▶ _Problem details_:
The entries below should be quoted exactly, with no pictures carried over.

▶ _Material shown_:
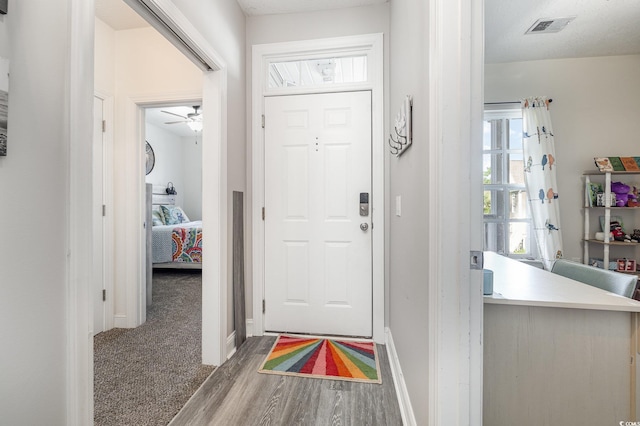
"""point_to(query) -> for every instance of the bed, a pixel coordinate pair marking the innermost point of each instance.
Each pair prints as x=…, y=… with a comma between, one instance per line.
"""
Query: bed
x=176, y=240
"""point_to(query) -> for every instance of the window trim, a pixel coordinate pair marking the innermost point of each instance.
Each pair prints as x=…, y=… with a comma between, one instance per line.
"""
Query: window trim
x=501, y=112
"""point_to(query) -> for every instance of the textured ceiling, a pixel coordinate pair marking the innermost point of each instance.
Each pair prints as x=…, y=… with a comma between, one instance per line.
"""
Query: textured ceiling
x=268, y=7
x=601, y=28
x=118, y=15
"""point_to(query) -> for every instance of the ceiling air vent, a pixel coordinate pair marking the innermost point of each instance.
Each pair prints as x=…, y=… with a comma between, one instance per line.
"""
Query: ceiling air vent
x=549, y=25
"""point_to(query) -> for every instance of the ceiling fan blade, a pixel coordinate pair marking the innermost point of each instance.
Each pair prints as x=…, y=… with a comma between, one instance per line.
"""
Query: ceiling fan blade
x=173, y=113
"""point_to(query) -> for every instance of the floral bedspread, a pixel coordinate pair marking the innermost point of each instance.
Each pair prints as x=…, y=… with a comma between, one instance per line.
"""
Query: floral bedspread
x=177, y=243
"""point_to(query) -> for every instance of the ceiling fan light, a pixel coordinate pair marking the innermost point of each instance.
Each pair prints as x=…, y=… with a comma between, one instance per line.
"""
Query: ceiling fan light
x=196, y=126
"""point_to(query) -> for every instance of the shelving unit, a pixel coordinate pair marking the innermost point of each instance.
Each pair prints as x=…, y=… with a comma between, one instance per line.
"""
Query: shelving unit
x=607, y=243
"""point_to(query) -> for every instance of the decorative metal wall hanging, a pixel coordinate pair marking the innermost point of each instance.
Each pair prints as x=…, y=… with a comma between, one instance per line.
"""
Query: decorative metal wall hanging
x=402, y=136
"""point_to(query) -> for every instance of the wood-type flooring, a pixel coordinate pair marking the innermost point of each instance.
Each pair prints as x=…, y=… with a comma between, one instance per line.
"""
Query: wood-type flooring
x=236, y=394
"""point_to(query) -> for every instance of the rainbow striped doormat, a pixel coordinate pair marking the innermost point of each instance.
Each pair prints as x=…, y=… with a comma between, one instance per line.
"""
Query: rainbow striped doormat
x=323, y=358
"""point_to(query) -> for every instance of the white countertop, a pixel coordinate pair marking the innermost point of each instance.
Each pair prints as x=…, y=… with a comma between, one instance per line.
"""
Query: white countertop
x=516, y=283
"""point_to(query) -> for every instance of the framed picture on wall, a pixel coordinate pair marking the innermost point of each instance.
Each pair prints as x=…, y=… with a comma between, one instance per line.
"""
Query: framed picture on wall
x=4, y=104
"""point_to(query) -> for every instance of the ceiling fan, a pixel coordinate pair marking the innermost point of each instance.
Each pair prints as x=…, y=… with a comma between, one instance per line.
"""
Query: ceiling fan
x=193, y=119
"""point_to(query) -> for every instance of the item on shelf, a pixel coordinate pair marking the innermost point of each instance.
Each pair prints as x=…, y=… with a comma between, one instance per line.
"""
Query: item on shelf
x=617, y=164
x=600, y=199
x=594, y=188
x=622, y=191
x=600, y=236
x=625, y=265
x=612, y=234
x=611, y=220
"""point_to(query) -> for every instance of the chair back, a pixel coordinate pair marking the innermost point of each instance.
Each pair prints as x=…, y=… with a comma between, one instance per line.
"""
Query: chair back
x=614, y=282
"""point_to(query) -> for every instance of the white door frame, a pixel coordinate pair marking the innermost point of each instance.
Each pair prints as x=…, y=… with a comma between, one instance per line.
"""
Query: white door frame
x=107, y=191
x=372, y=46
x=79, y=129
x=455, y=100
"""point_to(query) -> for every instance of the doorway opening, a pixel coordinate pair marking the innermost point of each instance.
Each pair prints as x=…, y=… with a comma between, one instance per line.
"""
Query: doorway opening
x=276, y=71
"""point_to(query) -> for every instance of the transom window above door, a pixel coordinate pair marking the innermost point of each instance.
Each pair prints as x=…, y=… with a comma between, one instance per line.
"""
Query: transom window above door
x=317, y=72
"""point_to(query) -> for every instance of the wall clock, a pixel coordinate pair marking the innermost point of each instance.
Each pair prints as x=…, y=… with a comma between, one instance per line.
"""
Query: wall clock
x=150, y=157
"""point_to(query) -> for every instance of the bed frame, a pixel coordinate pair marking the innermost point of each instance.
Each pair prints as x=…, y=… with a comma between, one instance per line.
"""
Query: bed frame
x=159, y=197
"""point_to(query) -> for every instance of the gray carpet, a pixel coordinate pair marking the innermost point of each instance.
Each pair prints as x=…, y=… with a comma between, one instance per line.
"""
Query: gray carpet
x=143, y=376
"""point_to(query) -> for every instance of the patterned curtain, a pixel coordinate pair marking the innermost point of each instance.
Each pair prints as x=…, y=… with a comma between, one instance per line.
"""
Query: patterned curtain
x=540, y=178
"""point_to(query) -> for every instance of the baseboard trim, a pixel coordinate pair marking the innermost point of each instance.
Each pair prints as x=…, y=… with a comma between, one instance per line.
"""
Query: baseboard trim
x=120, y=321
x=249, y=328
x=231, y=344
x=406, y=411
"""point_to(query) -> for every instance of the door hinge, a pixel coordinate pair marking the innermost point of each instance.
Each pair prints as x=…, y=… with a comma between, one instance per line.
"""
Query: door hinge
x=476, y=259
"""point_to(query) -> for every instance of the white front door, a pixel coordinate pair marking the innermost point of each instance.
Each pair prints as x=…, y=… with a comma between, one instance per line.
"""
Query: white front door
x=98, y=218
x=318, y=246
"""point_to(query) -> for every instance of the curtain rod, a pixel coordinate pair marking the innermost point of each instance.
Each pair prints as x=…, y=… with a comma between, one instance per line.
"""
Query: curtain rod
x=503, y=103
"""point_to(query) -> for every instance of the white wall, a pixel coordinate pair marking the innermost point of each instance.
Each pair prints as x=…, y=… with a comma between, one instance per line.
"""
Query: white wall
x=34, y=203
x=178, y=160
x=408, y=245
x=104, y=58
x=135, y=66
x=223, y=24
x=192, y=166
x=308, y=26
x=595, y=112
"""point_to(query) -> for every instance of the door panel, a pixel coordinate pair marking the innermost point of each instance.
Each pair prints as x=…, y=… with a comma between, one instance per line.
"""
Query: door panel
x=318, y=275
x=98, y=219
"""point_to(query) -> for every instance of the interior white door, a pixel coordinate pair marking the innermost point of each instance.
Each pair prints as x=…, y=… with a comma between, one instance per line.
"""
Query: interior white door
x=98, y=218
x=318, y=246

▶ _Task answer_:
"""point_to(query) -> for every instance of the bed, a pixel coordinate pair marking the innermost point of each instance.
Each pair prints as x=…, y=… with a comma between, one instance per line.
"""
Query: bed
x=176, y=240
"""point_to(query) -> for every instance of the window trim, a pixel coordinate pair marking the innermost point of each instance.
Each pair prints as x=…, y=… with a comma between, one instance per line.
"""
Query: window trim
x=501, y=112
"""point_to(query) -> for every instance of the textured ceiling, a pixel coordinate pair marking the innermost point of each instance.
Each pair prints as x=…, y=… with a comma between, one instance per line.
"""
Query: textured ceiling
x=268, y=7
x=601, y=28
x=118, y=15
"""point_to(query) -> for every instance of the ceiling air vent, a pixel coordinate pair marking the innermost point of each instance.
Each pair prints as x=…, y=… with a comma between, one instance per line.
"""
Query: ceiling air vent
x=549, y=25
"""point_to(query) -> for every instance of the ceiling fan blade, a pixel coordinate pair marking the innermost point of each instance.
Each pair prints as x=…, y=… with a comma between, one instance per line.
"""
Query: ceiling fan blade
x=173, y=113
"""point_to(query) -> for every instance of the floral bedspread, a pixel coordinate pair marking the innermost point of each instance.
Each pair prints as x=…, y=… with a comma between, one instance per line.
"""
Query: floral bedspread
x=177, y=243
"""point_to(query) -> for every instance of the ceiling fan light, a pixel coordinate pair marking the innermost point of each instance.
Each pair prints as x=…, y=… with a comma between, one instance per line.
"""
Query: ceiling fan light
x=196, y=126
"""point_to(query) -> for every instance of the shelving unit, a pixel coordinate pair marking the innermost point of each instance.
Each pair prints as x=…, y=… with a comma between, one instance per line.
"""
Query: shelving unit
x=607, y=243
"""point_to(query) -> for every instance of the decorative metal wall hanging, a pixel coordinate pair marking the innermost point of each instance.
Each pair prints as x=…, y=… with a comma between, one instance per line.
"""
Query: decorative metal wall hanging
x=402, y=136
"""point_to(query) -> for every instance of the wood-type flooring, a pixel coordinate pair marking the innermost point of each instance.
Each pair prints as x=…, y=… with a comma between, one instance per line.
"""
Query: wood-type flooring
x=236, y=394
"""point_to(query) -> for every instance of the rainbow striped doormat, a pixel coordinate pair marking the innermost point of each instance.
Each pair prints as x=…, y=… with a comma between, one instance per line.
"""
Query: rainbow striped doormat
x=323, y=358
"""point_to(query) -> for every instance of the white countertop, a pixel coordinate pair marking the innermost point of each instance.
Each pair prints as x=…, y=… with a comma between, one instance per line.
"""
Query: white countertop
x=516, y=283
"""point_to(query) -> for every instance of the framed picture on wall, a pixel coordinate pair marking the innermost point of each instance.
Each pair prints as x=…, y=… with a comma between, one instance per line.
"""
Query: framed picture on wall
x=4, y=104
"""point_to(query) -> for every instance of the ceiling fan, a pixel coordinate pair marking the innermost point of each instance.
Each pair prints as x=…, y=… with a comma between, one instance per line.
"""
Query: ceiling fan
x=193, y=119
"""point_to(query) -> for every instance of the item on shelf, a pixel coordinate pair marking the innermost point of each instance.
Each pair prints as x=…, y=… with a comma between, one instance per line.
"""
Query: item on shelf
x=617, y=164
x=600, y=199
x=594, y=188
x=622, y=191
x=600, y=236
x=625, y=265
x=612, y=234
x=611, y=220
"""point_to(query) -> for every instance of the chair back, a pixel coordinate pair marking the innermost point of each instance.
Each pair prints as x=…, y=… with a comma between, one instance per line.
"""
Query: chair back
x=614, y=282
"""point_to(query) -> for every instance of the white door frame, a pixel coordinate pair marking the innermost point of each instance.
Each pair prints as x=…, y=… with a comma between, one instance per line.
"""
Query: white door frame
x=107, y=191
x=372, y=46
x=79, y=129
x=455, y=100
"""point_to(query) -> for every instance of the doorway opening, a pixel coordinate pair marking the innermost point of each instance.
Each pair prints as x=…, y=… with a comma between, one instance per line.
"""
Query: doorway opening
x=276, y=71
"""point_to(query) -> for every instance of the transom window above door, a pixel coordinate pair marking the innermost point of each instance.
Each pair prints as x=…, y=… with a comma between, one instance per line.
"""
Query: transom window above door
x=317, y=72
"""point_to(query) -> for every instance of the wall clock, a pixel coordinate pair marking the innermost point of each instance.
Each pair prints as x=…, y=… with a comma between, one instance per line.
"""
Query: wall clock
x=150, y=157
"""point_to(query) -> for every instance of the bed frame, a pixel coordinate pair marking the innermost point of each instance.
Each pair prints as x=…, y=… with a comma between, one instance per line.
"""
Query: bed frame
x=159, y=197
"""point_to(query) -> for every instance of the gray carpet, a pixel coordinate pair marking the innermost point of each instance.
Each pair prints as x=…, y=… with a comma between, one instance per line.
"""
Query: gray carpet
x=143, y=376
"""point_to(query) -> for every instance of the patterned curtain, a pixel coordinate pair marking the innermost point of each instance.
Each pair prints as x=…, y=… with a comma between, one instance per line.
"""
Query: patterned curtain
x=540, y=178
"""point_to(query) -> for every instance of the baseboard trim, a pixel coordinate pair marking the innermost point of each instance.
Each pair prints as x=…, y=… with a comma between, one instance per line.
"""
Query: baseboard trim
x=120, y=321
x=249, y=328
x=231, y=344
x=406, y=411
"""point_to(query) -> for every instance of the door hinge, a pixel coordinate pair marking the innermost point of each instance.
Each pair prints as x=…, y=… with a comma between, one instance per line.
"""
Query: door hinge
x=476, y=259
"""point_to(query) -> for every instance of the white front door, a pixel coordinate pair marking the innermost point of each instance.
Each pair prints as x=…, y=… with a comma between, one instance per line.
"""
Query: white front door
x=98, y=218
x=318, y=246
"""point_to(query) -> for every instance of the curtain rod, a pixel coordinate pair marking the innermost point of each instance.
Each pair prints as x=…, y=… with a comma between, one instance per line.
"""
Query: curtain rod
x=503, y=103
"""point_to(query) -> for every instance of the white wall, a pixel coordinate pair marking the innermost point of each instance.
Each pair prints as x=…, y=… with a comma between, one instance per line.
"""
Query: white wall
x=34, y=203
x=178, y=160
x=408, y=245
x=104, y=58
x=135, y=66
x=223, y=24
x=192, y=166
x=308, y=26
x=595, y=112
"""point_to(query) -> for every instance of the door panel, a pixel coordinate pair marking the innermost point of each instance.
Each pair prints as x=…, y=… with a comma between, one instance per line.
"""
Query: door panel
x=318, y=275
x=98, y=219
"""point_to(query) -> for every instance of the interior white door, a pixel coordinate pair marking the innermost point of each instance.
Each pair prints as x=…, y=… with a comma between, one instance per line.
"""
Query: interior white door
x=98, y=218
x=318, y=246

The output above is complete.